RECORD SET:
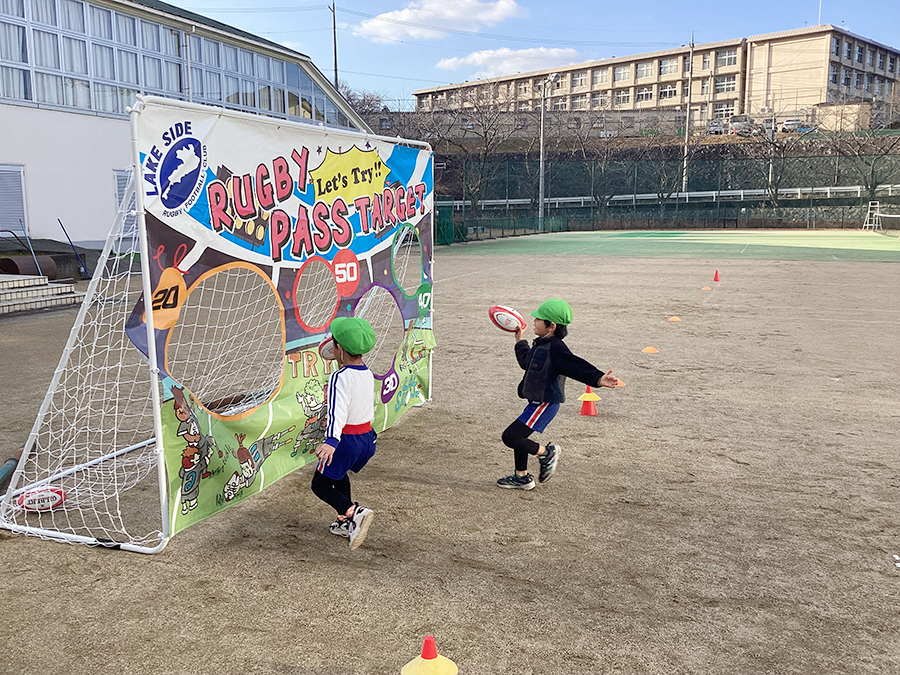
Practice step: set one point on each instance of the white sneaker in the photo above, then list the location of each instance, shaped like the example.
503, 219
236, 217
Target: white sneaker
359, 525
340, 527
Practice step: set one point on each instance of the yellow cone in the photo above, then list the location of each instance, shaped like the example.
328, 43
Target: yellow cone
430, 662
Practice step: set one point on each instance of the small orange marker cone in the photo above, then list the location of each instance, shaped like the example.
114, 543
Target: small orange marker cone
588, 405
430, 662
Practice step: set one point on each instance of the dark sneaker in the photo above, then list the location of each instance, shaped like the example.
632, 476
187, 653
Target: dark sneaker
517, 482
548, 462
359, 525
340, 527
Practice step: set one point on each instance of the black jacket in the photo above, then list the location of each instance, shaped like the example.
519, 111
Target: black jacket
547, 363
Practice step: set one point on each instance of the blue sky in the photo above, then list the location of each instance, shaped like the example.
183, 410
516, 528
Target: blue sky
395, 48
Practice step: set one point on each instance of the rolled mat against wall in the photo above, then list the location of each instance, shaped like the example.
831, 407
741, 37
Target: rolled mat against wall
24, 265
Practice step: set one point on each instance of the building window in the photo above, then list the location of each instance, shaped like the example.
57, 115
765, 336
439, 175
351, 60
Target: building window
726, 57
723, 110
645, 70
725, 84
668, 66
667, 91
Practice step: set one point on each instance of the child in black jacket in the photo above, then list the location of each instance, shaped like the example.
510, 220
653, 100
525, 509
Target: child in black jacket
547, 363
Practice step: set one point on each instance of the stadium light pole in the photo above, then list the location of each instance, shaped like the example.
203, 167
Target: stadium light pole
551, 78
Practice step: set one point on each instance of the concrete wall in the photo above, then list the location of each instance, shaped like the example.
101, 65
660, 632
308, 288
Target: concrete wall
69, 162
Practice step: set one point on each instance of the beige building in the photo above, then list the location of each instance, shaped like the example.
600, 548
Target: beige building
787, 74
...
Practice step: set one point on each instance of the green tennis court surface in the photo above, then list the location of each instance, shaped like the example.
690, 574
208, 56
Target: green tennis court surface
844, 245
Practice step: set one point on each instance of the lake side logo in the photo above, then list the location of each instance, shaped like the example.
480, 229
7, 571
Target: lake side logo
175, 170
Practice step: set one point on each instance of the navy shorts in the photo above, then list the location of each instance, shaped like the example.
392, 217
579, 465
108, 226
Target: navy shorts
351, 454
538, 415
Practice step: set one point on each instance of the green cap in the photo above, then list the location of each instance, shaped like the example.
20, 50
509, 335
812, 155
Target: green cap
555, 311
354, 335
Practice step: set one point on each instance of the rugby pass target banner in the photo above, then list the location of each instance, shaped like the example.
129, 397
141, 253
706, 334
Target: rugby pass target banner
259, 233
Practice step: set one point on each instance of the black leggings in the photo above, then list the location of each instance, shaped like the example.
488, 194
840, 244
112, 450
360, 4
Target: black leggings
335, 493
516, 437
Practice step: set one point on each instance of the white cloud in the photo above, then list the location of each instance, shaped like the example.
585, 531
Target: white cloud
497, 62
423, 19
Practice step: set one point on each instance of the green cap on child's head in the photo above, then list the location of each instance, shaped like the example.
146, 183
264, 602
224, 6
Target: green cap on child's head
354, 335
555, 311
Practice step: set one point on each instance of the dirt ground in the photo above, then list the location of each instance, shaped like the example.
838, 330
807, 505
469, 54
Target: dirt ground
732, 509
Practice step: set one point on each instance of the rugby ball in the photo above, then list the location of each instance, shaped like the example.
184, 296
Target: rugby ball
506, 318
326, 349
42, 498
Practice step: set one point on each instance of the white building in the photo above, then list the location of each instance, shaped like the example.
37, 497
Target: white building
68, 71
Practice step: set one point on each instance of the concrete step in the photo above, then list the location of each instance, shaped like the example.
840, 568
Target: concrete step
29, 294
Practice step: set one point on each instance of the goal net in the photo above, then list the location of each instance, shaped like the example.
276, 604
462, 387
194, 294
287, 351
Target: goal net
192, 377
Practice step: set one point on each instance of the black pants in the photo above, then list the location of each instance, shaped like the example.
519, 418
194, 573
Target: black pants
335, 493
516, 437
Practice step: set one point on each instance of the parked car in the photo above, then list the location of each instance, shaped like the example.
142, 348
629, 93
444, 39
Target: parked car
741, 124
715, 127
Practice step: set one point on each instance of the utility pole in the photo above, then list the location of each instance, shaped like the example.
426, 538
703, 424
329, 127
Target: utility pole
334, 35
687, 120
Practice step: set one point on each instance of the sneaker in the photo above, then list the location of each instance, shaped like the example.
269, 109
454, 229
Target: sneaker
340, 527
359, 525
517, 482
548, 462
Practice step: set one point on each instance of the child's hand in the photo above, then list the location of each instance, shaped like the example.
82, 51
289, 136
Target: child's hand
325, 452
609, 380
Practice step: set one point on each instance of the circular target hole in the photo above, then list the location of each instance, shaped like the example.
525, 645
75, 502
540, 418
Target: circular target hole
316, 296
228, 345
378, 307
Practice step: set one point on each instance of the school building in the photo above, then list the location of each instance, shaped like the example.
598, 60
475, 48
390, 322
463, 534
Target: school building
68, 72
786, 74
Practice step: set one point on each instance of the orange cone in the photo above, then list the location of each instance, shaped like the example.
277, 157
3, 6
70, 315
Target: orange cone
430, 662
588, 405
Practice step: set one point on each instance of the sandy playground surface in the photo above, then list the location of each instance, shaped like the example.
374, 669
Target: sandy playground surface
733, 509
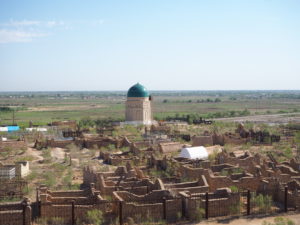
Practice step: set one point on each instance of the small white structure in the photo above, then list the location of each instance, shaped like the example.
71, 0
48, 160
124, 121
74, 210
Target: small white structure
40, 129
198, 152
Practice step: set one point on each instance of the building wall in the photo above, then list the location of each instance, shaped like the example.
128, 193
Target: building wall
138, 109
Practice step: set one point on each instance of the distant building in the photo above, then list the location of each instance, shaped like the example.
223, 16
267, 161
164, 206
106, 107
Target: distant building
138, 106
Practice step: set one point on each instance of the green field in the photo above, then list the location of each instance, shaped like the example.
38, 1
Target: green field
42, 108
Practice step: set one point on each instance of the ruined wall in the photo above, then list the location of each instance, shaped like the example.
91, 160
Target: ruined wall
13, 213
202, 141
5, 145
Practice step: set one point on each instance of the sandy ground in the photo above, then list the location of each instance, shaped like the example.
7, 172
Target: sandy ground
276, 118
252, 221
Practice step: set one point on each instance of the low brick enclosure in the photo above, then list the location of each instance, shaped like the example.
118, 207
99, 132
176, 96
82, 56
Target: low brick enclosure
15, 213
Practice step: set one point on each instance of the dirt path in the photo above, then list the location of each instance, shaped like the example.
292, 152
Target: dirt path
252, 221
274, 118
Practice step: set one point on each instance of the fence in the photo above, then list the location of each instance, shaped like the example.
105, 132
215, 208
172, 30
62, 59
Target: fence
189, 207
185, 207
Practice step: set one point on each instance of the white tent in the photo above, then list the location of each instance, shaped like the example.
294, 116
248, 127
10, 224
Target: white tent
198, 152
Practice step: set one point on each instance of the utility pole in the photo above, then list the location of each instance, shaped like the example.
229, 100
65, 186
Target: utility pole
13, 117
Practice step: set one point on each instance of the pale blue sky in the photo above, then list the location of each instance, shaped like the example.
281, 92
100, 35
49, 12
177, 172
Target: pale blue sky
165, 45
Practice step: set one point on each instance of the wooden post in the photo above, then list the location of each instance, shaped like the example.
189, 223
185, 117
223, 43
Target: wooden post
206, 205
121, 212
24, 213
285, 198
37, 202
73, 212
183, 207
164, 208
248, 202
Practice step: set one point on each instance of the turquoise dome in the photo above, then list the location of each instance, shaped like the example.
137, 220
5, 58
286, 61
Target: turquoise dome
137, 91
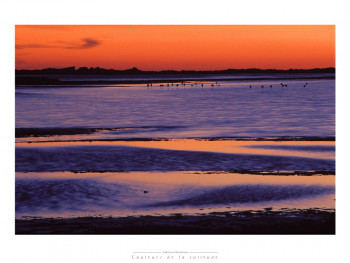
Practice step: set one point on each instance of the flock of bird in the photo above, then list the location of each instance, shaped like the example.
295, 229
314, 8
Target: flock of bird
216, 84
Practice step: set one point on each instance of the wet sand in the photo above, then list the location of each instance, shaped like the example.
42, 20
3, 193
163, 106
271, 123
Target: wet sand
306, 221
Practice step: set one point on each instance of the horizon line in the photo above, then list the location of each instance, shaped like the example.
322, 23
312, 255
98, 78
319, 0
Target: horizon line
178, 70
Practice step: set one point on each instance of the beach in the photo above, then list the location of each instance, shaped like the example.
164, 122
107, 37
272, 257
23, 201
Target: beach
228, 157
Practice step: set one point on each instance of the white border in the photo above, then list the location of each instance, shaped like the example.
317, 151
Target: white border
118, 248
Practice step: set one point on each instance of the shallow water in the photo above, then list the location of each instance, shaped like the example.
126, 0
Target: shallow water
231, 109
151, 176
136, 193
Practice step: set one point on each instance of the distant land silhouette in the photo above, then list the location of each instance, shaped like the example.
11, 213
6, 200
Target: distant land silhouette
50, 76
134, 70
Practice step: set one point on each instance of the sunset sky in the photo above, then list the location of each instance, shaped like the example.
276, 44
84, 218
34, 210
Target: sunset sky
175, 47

AIM: Find each line in the entries above that contains the word "window" and copy every such line in full.

THE REPLY:
Practice step: set one point on each instance of the building window in the photo above, then list the location of each instance, shaped like the example.
Target: building window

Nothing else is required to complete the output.